Collected data entries:

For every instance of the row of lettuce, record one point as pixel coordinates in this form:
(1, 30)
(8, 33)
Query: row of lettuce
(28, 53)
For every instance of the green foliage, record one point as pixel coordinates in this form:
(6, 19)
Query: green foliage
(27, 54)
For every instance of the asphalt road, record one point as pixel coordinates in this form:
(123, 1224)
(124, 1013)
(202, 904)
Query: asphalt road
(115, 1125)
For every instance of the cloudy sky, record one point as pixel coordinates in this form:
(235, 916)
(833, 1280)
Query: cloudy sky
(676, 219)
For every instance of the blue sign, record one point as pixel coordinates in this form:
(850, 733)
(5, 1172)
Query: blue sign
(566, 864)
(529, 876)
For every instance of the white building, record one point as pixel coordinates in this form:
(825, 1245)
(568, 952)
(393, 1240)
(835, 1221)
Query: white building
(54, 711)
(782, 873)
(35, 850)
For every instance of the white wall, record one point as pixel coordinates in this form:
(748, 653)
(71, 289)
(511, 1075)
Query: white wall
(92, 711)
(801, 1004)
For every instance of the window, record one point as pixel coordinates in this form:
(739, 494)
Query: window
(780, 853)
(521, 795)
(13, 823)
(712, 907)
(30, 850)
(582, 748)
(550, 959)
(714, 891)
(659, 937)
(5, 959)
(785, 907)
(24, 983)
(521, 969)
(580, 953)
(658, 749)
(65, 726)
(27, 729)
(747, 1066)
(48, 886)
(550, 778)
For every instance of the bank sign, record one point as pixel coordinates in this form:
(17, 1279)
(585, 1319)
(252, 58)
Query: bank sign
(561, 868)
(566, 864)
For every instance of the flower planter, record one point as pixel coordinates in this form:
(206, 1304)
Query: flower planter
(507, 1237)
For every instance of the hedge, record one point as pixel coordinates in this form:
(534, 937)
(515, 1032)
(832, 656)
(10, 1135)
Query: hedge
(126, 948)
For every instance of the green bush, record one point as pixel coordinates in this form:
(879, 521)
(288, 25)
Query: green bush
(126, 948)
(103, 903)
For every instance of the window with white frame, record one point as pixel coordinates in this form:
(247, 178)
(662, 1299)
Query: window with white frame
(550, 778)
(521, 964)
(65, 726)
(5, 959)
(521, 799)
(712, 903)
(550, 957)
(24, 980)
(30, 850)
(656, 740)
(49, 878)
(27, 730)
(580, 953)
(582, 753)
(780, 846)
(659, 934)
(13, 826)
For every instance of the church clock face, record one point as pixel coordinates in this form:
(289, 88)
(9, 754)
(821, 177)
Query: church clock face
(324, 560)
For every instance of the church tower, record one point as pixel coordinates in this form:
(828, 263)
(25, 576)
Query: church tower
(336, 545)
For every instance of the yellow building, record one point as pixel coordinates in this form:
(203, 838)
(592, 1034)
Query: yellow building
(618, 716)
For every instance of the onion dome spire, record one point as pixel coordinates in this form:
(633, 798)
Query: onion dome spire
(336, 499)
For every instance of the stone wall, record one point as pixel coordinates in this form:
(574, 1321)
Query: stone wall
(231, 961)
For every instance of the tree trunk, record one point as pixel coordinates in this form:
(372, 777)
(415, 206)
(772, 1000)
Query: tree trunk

Work instruction:
Look over the records. Copy the lines that include the word "trunk".

Task result:
For every instance of the tree trunk, record one point as pixel coordinates in this form:
Query: tree trunk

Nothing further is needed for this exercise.